▶ [EXERCISE INPUTS]:
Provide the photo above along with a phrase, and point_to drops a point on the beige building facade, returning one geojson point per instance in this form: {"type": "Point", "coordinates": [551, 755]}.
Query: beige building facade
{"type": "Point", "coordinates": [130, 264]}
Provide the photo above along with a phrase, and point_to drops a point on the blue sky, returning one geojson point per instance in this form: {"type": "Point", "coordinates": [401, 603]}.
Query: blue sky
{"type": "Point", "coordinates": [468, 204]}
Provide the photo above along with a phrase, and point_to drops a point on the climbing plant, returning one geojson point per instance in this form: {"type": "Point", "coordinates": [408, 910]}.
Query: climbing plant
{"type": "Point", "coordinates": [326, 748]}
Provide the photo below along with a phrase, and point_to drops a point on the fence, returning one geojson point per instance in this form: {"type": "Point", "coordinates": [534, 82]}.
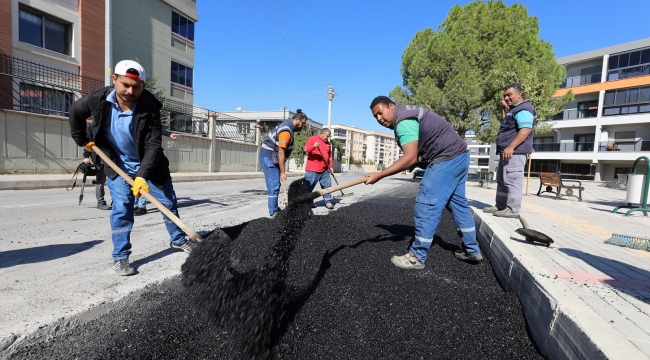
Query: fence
{"type": "Point", "coordinates": [32, 87]}
{"type": "Point", "coordinates": [181, 117]}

▶ [WRITTEN PROBLEM]: Rewrite all of the lines above with every occurrence of "climbing plant" changed to "ivy vine" and everything else left unchanged. Leave the pictures out of your answer.

▶ [WRITTEN SOLUTION]:
Provide the photo above along with a phrase, and point_to drops a point on the beige building facade, returning one geojson point per instance in this form: {"type": "Point", "coordinates": [551, 755]}.
Query: beige building facade
{"type": "Point", "coordinates": [130, 264]}
Provide the photo above along with a phrase, and point_to drops a point on the blue sky, returning one geojson point per instance in this form: {"type": "Point", "coordinates": [401, 603]}.
Query: blue sky
{"type": "Point", "coordinates": [468, 204]}
Provide the photo above along with a phrase, and point_to drops a point on the ivy vine, returning one geojson point per instance in this form: {"type": "Point", "coordinates": [408, 910]}.
Query: ivy vine
{"type": "Point", "coordinates": [326, 748]}
Provide the photo below along with a phrase, and point_to drops a point on the fence, returning one geojson point per instance in this form: {"type": "Point", "coordinates": [534, 82]}.
Query: fence
{"type": "Point", "coordinates": [32, 87]}
{"type": "Point", "coordinates": [181, 117]}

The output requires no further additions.